Exercise brief: Without including the pictures, copy each line below exactly as it reads.

Exercise input:
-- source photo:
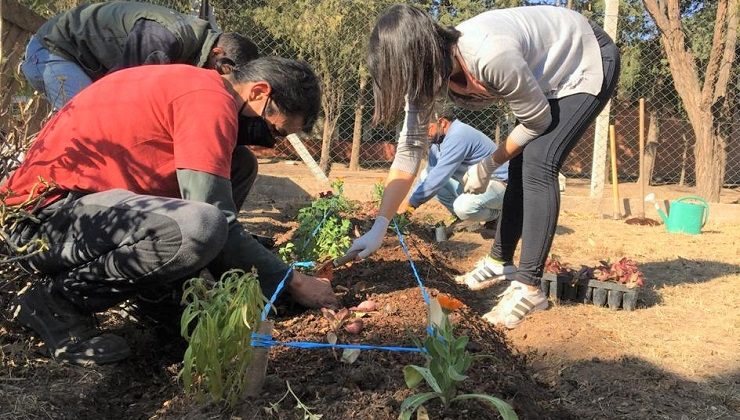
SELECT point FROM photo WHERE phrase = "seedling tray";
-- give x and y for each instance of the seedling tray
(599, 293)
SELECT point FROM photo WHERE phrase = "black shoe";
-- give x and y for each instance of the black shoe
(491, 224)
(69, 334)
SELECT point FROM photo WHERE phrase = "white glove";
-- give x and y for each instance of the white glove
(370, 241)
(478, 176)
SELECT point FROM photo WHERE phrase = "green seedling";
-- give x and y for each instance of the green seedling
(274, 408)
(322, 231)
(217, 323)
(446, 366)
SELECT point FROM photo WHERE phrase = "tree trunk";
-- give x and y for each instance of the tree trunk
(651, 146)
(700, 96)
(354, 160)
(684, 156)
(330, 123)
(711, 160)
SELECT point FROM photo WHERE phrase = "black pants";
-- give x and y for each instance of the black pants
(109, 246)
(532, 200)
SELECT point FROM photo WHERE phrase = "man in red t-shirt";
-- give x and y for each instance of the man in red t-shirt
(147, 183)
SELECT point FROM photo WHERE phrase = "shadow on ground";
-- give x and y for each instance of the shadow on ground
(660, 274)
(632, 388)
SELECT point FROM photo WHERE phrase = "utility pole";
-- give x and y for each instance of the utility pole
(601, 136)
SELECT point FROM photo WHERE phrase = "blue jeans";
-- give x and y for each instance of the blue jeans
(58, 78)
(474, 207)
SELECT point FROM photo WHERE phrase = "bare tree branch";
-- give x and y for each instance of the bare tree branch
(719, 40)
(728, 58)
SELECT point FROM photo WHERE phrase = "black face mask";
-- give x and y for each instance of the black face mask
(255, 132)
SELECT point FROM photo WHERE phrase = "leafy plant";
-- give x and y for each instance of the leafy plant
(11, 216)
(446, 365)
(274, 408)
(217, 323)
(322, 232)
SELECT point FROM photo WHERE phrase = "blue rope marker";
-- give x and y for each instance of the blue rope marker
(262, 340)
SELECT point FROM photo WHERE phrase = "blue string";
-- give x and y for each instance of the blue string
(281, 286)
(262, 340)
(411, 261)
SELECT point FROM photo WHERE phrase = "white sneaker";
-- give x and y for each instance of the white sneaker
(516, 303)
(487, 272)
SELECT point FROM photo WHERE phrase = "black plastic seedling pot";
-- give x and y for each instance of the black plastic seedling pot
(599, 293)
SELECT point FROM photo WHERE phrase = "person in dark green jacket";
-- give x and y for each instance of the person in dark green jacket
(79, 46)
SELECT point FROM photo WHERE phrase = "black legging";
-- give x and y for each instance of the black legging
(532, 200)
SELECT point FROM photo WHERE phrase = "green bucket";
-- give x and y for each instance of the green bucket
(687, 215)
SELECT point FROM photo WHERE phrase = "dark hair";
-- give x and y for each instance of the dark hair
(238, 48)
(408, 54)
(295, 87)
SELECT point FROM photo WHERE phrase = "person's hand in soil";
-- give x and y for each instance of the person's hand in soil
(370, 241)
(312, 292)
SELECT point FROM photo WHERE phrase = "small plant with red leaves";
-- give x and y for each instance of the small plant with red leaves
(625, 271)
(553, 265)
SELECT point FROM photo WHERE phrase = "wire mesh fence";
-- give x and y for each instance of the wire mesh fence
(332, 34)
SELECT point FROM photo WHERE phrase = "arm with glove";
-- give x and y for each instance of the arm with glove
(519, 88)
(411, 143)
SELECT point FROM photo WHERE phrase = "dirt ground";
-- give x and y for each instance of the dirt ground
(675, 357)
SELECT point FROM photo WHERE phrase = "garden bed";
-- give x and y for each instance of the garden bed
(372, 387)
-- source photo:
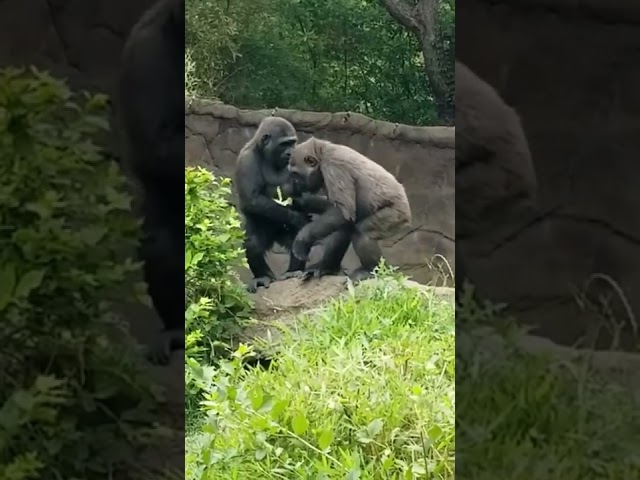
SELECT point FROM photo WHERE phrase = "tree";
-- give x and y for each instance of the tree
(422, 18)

Written reply:
-- source photo:
SELECT point FROM photo WHERE phrase = "seedling tray";
-- give x and y for each instance of the seedling tray
(599, 293)
SELECT point FROM photo WHERE phrase = "black shoe";
-- give x and y for each instance of the black shoe
(491, 224)
(69, 334)
SELECT point FROM photo WHERE phrase = "white glove";
-- give x and y for each instance of the white glove
(370, 241)
(478, 176)
SELECT point FROM photo WHERE phrase = "green seedling";
-- give x and y for each instance of the green seedling
(274, 408)
(322, 231)
(217, 323)
(446, 366)
SELECT point FROM photo WHERE phrase = "tree trunk";
-- give x and y for each instance of the tree trunk
(651, 146)
(700, 96)
(354, 160)
(684, 156)
(330, 123)
(711, 160)
SELECT point FROM photo WHERE phrase = "black pants";
-- give x and y for each instance of the black pants
(109, 246)
(532, 200)
SELECT point FROM photo WHERE phrase = "man in red t-shirt";
-- give x and y for each instance of the man in red t-shirt
(147, 183)
SELECT point FROM photo WHERE phrase = "shadow on ground";
-- give x and y for each instance of the shadow on ground
(660, 274)
(632, 388)
SELECT point FROM photo WHERE phrase = "utility pole";
-- give x and y for each instance of the utility pole
(601, 136)
SELECT point FROM photo WHERE phrase = "blue jeans";
-- give x and y for each instance of the blue jeans
(58, 78)
(474, 207)
SELECT point FROM photo WHERE phrase = "bare tree branch";
-- give x and y for each instance of the bare tree branch
(719, 40)
(728, 58)
SELECT point FROM photo WHERE phrase = "black face mask";
-- give x and y for each instance of the black face mask
(255, 132)
SELECT point FROM photo WHERE phrase = "leafy plant";
-- give x and y for each instance of the leafy plant
(11, 216)
(446, 365)
(274, 408)
(217, 323)
(322, 232)
SELECT point FROM photo WHERE phrase = "blue rope marker";
-- give x and y for each instance of the blue rope marker
(262, 340)
SELECT point FROM photo WHERE phrase = "blue string";
-- give x and y for each instance of the blue string
(281, 286)
(262, 340)
(411, 261)
SELECT point FROM photo WHERE phrase = "white sneaker";
-- give x and y for each instance of the white sneaker
(516, 303)
(487, 272)
SELECT point FROM photo WHERE phrase = "black plastic seedling pot";
-- give x and y for each instance of the black plastic seedling pot
(599, 293)
SELECT point FROM photo WHERE phrase = "person in dark green jacket";
-- give x and y for each instance of the person in dark green jacket
(79, 46)
SELECT point FROM photo WHERE phrase = "black legging";
-- give x and y for each instance of the black legging
(532, 200)
SELECT point FROM photo WHERE phrase = "green bucket";
-- give x and y for each instance of the green bucket
(687, 215)
SELECT point FROM photo WHERE phrase = "dark hair";
-- give x and y for each instance of the dark hair
(238, 48)
(408, 54)
(295, 87)
SELECT point FROM photo WHERE phrase = "person's hand in soil";
-- give x and y for each instance of the person's hand in soil
(370, 241)
(312, 292)
SELECT point FROM photo WHERE phrase = "small plant with red leaves";
-- give x and y for each instance of the small plant with red leaves
(625, 271)
(553, 265)
SELECT point FROM photo WHERE phrase = "wire mesh fence";
-- give x and y for each instance of the wire mesh fence
(332, 34)
SELECT point FROM photo WHERE phrase = "arm with glove";
-- give x and y for each instance of the arm with glove
(519, 88)
(411, 143)
SELECT point FROM photo WHERE phrase = "dirt ground";
-- give x and y for each instance of the dirt ground
(675, 357)
SELECT point FROM photo WHERE phrase = "garden bed";
-- give x and y for each instance of the garden bed
(372, 387)
-- source photo:
SELECT point FROM photo WHERE phrase = "tree";
-- give x and y for each instance of the tree
(422, 18)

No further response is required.